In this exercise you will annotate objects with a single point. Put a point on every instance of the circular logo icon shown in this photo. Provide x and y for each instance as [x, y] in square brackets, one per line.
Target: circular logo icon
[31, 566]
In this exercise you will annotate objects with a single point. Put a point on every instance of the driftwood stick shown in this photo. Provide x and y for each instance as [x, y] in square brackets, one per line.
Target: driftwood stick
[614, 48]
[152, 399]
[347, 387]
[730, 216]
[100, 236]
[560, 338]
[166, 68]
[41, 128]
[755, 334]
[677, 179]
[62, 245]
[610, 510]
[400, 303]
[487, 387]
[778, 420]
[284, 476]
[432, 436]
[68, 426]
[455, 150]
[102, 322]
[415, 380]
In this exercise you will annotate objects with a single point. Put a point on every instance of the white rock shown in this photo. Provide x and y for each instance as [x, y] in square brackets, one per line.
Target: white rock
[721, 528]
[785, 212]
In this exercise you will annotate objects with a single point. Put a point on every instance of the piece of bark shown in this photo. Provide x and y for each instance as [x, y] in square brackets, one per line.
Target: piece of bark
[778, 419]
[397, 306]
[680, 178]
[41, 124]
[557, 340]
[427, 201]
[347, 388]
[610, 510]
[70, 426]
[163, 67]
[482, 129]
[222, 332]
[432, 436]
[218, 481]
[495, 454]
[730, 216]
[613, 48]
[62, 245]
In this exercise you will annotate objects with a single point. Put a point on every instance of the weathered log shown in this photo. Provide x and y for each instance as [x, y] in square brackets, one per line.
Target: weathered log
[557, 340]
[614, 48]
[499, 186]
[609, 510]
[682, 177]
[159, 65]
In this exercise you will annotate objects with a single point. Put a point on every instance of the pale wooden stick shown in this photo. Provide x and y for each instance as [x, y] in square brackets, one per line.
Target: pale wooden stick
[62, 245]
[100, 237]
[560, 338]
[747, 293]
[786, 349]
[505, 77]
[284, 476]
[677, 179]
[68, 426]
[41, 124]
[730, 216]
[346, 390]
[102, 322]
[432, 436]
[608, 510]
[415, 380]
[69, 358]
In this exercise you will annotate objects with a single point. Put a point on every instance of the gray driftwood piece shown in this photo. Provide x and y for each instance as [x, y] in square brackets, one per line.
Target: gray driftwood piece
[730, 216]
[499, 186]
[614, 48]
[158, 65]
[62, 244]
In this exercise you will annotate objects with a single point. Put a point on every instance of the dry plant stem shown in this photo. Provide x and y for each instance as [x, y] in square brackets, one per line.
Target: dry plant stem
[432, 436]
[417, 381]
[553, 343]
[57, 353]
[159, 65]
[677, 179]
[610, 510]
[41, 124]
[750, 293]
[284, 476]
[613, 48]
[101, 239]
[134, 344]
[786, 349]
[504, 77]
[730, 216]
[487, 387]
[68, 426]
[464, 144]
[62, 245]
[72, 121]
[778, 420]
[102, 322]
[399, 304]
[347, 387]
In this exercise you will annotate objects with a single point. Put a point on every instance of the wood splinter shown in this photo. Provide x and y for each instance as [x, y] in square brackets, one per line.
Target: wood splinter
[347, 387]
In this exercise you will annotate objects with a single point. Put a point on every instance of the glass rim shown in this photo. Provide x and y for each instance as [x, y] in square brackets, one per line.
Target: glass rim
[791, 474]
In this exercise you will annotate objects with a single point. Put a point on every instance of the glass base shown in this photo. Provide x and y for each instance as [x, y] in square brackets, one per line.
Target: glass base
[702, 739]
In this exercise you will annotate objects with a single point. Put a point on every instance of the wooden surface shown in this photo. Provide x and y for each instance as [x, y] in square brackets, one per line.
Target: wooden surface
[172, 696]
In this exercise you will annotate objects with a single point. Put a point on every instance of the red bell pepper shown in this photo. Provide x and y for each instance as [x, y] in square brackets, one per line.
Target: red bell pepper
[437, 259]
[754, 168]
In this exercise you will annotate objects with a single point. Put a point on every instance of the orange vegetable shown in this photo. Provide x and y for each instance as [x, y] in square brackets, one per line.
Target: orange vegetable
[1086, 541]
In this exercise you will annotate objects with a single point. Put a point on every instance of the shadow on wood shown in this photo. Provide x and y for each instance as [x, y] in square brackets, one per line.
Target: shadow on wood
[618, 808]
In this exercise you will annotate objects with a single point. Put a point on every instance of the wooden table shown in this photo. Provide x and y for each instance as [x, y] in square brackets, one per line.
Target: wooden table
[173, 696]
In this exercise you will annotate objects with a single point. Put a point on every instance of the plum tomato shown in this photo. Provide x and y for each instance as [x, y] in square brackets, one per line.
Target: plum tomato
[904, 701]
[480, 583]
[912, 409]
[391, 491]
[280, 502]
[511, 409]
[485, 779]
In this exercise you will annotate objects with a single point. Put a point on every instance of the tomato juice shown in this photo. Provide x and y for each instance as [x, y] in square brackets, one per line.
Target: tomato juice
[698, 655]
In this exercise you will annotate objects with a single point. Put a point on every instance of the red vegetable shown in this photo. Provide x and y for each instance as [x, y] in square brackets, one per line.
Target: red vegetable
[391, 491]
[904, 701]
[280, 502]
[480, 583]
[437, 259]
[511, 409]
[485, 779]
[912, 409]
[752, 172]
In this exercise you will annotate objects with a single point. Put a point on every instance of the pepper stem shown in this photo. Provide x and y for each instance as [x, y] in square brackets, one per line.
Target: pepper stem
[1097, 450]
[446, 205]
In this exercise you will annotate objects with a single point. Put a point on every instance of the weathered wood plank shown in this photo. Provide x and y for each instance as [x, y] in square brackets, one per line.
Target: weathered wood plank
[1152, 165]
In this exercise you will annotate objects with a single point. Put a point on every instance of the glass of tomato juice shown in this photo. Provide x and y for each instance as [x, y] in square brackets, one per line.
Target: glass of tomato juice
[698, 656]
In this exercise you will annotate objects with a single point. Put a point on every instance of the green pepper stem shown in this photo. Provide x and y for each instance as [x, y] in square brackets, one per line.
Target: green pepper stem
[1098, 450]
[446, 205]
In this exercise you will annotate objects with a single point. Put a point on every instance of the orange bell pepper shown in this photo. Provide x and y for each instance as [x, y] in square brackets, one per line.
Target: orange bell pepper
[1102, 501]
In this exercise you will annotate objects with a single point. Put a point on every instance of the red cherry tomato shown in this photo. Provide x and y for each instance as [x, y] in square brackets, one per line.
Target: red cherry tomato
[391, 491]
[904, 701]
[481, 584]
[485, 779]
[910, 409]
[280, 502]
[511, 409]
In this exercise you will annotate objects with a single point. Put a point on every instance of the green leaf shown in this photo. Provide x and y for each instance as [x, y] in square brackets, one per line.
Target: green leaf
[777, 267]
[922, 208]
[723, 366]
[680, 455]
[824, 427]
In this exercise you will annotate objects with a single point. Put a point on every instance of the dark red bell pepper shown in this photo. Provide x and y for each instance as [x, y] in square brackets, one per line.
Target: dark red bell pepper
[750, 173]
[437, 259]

+---+

Only the lines from the one containing "Target: green leaf" through the end of the material should be reproduced, exactly, with both ends included.

Exercise output:
Target: green leaf
[777, 267]
[922, 208]
[723, 366]
[680, 455]
[824, 427]
In this exercise you will annotate objects with a single point. Put a point on every instance of the dark red bell pepper shown in this photo. Provide x and y for each instance as [x, y] in square brackets, one per line.
Target: dark red bell pepper
[750, 173]
[437, 259]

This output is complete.